_PROVIDED RECORDS_.
-------------------------

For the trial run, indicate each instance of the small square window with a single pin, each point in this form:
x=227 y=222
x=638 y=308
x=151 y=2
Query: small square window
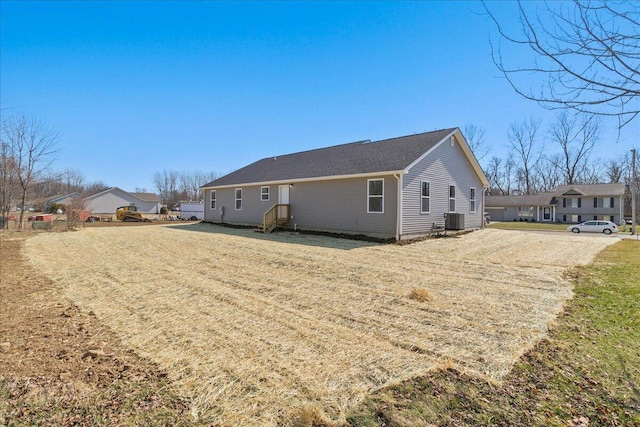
x=265 y=193
x=213 y=199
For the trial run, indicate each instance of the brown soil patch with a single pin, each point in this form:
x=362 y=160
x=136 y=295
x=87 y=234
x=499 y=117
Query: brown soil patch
x=60 y=366
x=256 y=329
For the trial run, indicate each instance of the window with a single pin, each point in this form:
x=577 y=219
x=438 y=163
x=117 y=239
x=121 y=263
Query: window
x=603 y=202
x=375 y=193
x=264 y=193
x=425 y=197
x=452 y=198
x=238 y=199
x=472 y=200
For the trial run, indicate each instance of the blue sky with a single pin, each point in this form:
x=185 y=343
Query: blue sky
x=136 y=87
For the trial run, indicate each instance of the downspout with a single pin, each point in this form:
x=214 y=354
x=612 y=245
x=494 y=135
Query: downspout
x=399 y=208
x=484 y=194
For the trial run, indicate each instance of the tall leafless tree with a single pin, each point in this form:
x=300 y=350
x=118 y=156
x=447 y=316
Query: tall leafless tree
x=576 y=137
x=586 y=55
x=32 y=144
x=615 y=169
x=8 y=181
x=500 y=173
x=475 y=138
x=548 y=174
x=523 y=139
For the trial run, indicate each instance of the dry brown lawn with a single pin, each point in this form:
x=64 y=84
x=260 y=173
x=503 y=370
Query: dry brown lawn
x=257 y=330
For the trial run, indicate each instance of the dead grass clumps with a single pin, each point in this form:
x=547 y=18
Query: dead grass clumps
x=421 y=295
x=254 y=328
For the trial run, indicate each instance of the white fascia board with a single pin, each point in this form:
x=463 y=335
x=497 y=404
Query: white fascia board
x=297 y=180
x=465 y=149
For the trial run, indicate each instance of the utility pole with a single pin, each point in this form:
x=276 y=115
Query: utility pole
x=634 y=191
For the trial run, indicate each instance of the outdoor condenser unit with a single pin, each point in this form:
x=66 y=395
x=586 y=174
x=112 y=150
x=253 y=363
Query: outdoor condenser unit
x=453 y=221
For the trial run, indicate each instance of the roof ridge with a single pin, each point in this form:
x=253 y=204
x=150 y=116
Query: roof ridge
x=446 y=130
x=364 y=141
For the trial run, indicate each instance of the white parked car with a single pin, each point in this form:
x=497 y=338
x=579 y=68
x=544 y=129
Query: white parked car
x=606 y=227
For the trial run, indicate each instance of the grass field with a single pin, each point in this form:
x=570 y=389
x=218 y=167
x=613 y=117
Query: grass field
x=586 y=373
x=261 y=330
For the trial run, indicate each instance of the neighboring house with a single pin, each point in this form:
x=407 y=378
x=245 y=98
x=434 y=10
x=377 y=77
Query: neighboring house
x=394 y=188
x=65 y=199
x=577 y=203
x=569 y=203
x=538 y=207
x=192 y=210
x=107 y=201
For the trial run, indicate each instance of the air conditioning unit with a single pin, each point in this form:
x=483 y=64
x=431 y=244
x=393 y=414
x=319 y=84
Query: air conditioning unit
x=453 y=221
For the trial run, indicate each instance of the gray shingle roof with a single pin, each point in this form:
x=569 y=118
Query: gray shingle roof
x=347 y=159
x=541 y=199
x=147 y=197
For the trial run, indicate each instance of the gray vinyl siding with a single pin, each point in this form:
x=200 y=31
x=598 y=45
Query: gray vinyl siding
x=444 y=166
x=338 y=206
x=341 y=206
x=252 y=210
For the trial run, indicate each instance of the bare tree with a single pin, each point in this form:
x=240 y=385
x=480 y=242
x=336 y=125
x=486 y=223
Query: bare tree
x=166 y=183
x=475 y=138
x=586 y=55
x=500 y=174
x=592 y=173
x=548 y=174
x=191 y=181
x=576 y=137
x=33 y=147
x=523 y=139
x=8 y=181
x=615 y=169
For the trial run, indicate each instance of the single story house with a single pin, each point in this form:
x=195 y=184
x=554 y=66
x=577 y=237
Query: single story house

-------------------------

_PROBLEM TO SOLVE_. Turn all of the records above into a numbered list with one line per entry, skipping any blank lines and leaving out the pictures.

_TASK RESPONSE_.
1. For the trial run, indicate each instance of the small square window with a single pin, each point in this form:
2. x=227 y=222
3. x=638 y=308
4. x=151 y=2
5. Query: small square window
6. x=265 y=193
7. x=213 y=199
8. For the trial run, indicate each instance of the brown soil patch with a single pin, each point in this form:
9. x=362 y=160
10. x=136 y=295
11. x=87 y=234
12. x=499 y=117
13. Query: brown soil patch
14. x=60 y=366
15. x=256 y=329
16. For the trial run, indicate each instance of the window with a single pin, each point in this form:
17. x=577 y=219
18. x=438 y=163
19. x=117 y=239
20. x=121 y=263
21. Query: window
22. x=603 y=202
23. x=375 y=193
24. x=264 y=193
25. x=425 y=197
26. x=452 y=198
27. x=238 y=199
28. x=472 y=200
29. For the trial run, indicate each instance of the blue sky with a single pin, each point in this form:
30. x=185 y=343
31. Query: blue sky
32. x=136 y=87
33. For the trial run, indicate each instance of the downspout with a single pin, each point in this form:
34. x=214 y=354
35. x=612 y=245
36. x=494 y=135
37. Query: downspout
38. x=399 y=208
39. x=484 y=194
40. For the trial run, indicate each instance of the tall leafless tree with a single pin, each point in this form:
41. x=300 y=350
42. x=118 y=156
43. x=447 y=316
44. Query: tall leafless tree
45. x=576 y=137
46. x=586 y=55
47. x=32 y=144
48. x=615 y=169
49. x=8 y=181
50. x=500 y=173
51. x=475 y=138
52. x=548 y=174
53. x=523 y=139
54. For the trial run, indicate each instance of the dry brown lawn with a single pin, each point in this form:
55. x=64 y=84
56. x=260 y=173
57. x=503 y=370
58. Query: dry brown lawn
59. x=257 y=330
60. For the trial run, indicate each instance of the dead grass clumps with a single pin, each point in this form:
61. x=547 y=18
62. Query: dead grass clumps
63. x=421 y=295
64. x=254 y=328
65. For the trial run, indicate each instance of the white fascia board with a single pin, each point in this form:
66. x=463 y=335
67. x=497 y=404
68. Query: white fascia board
69. x=297 y=180
70. x=465 y=149
71. For the trial run, indicate each instance of the utility pole with a single pin, each point in this form:
72. x=276 y=115
73. Query: utility pole
74. x=634 y=191
75. For the trial run, indicate each instance of the outdoor condenser unit with a single pin, each point in this form:
76. x=66 y=395
77. x=586 y=174
78. x=112 y=150
79. x=253 y=363
80. Query: outdoor condenser unit
81. x=453 y=221
82. For the trial run, indicate each instance of the roof ridge with a single pin, each point in this form:
83. x=253 y=204
84. x=150 y=116
85. Query: roof ridge
86. x=446 y=130
87. x=364 y=141
88. For the trial run, indicate each instance of the white parked car with a single pin, each point in this form:
89. x=497 y=338
90. x=579 y=68
91. x=544 y=129
92. Query: white parked car
93. x=606 y=227
94. For the trial run, indicate each instance of the grass field with a single pin, each point in this form:
95. x=570 y=389
96. x=218 y=167
97. x=613 y=117
98. Query: grass field
99. x=586 y=373
100. x=261 y=330
101. For the trial run, indicate each instance of the neighboring house with a single pin, each point in this form:
102. x=407 y=378
103. x=245 y=98
104. x=434 y=10
105. x=377 y=77
106. Query: neighboring house
107. x=394 y=188
108. x=65 y=199
109. x=577 y=203
110. x=569 y=203
111. x=538 y=207
112. x=192 y=210
113. x=107 y=201
114. For the trial run, indicate each instance of the air conditioning unit with a single pin, each point in this form:
115. x=483 y=64
116. x=431 y=244
117. x=393 y=414
118. x=319 y=84
119. Query: air conditioning unit
120. x=453 y=221
121. For the trial run, indicate each instance of the gray shingle roof with a single pin, each point in this form:
122. x=569 y=118
123. Query: gray shingle roof
124. x=347 y=159
125. x=541 y=199
126. x=147 y=197
127. For the trial run, indicate each instance of the gray vinyl siding with a single pin, each point in this form:
128. x=200 y=31
129. x=598 y=45
130. Query: gray vinyl siding
131. x=444 y=166
132. x=338 y=206
133. x=341 y=206
134. x=252 y=210
135. For the trial run, indicate each instance of the bare tree with a single pin, each point in this form:
136. x=240 y=385
137. x=480 y=242
138. x=336 y=125
139. x=486 y=223
140. Query: bare tree
141. x=166 y=183
142. x=475 y=138
143. x=586 y=55
144. x=500 y=174
145. x=592 y=173
146. x=548 y=174
147. x=191 y=181
148. x=576 y=137
149. x=33 y=147
150. x=523 y=139
151. x=8 y=181
152. x=615 y=169
153. For the trial run, indicate each instance of the single story house with a single pin, each point in this form:
154. x=195 y=184
155. x=554 y=66
156. x=577 y=237
157. Query: single story house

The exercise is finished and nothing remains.